What you have to do -
Identify every line in the records below that contains the word "golden", and reproduce each one.

Source data -
^^^^^^^^^^^^^^^^
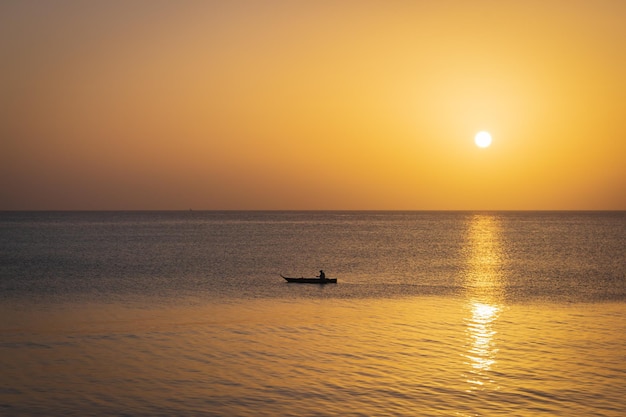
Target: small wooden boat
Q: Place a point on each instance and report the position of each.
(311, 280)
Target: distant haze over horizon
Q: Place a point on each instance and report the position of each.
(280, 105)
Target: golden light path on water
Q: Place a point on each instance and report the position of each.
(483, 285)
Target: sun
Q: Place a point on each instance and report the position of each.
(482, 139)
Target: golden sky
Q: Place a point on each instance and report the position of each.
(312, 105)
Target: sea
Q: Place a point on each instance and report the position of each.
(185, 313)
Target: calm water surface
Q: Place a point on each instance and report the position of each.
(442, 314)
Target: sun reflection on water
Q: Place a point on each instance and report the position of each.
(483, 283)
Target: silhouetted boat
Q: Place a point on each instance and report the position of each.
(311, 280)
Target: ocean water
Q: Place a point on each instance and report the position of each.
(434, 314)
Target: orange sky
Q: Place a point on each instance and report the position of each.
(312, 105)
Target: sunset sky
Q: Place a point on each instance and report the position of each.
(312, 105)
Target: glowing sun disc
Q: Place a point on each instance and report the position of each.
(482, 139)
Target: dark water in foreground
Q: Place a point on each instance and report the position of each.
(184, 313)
^^^^^^^^^^^^^^^^
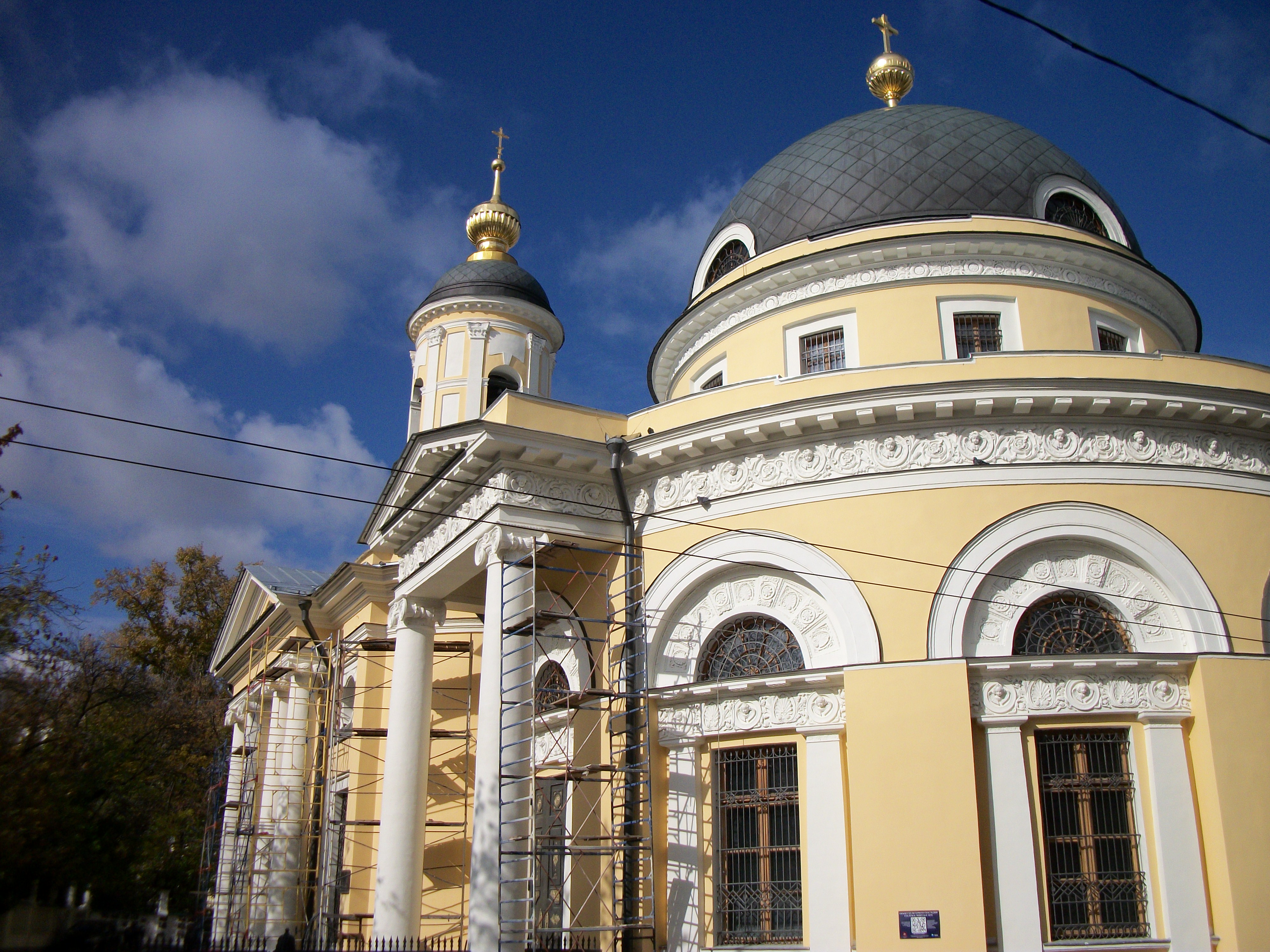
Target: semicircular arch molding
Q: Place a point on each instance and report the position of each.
^^^^^^^^^^^^^^^^
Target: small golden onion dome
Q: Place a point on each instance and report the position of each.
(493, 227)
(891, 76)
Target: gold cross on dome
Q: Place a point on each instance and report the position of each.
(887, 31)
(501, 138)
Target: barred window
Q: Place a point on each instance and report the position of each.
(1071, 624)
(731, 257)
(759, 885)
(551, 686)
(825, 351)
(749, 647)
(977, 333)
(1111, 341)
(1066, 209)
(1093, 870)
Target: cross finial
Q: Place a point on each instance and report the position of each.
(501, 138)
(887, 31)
^^^^^^^^^^^^^^^^
Answer to this exercise -
Target: golden light path on water
Target: golden sky
Target: small golden onion dome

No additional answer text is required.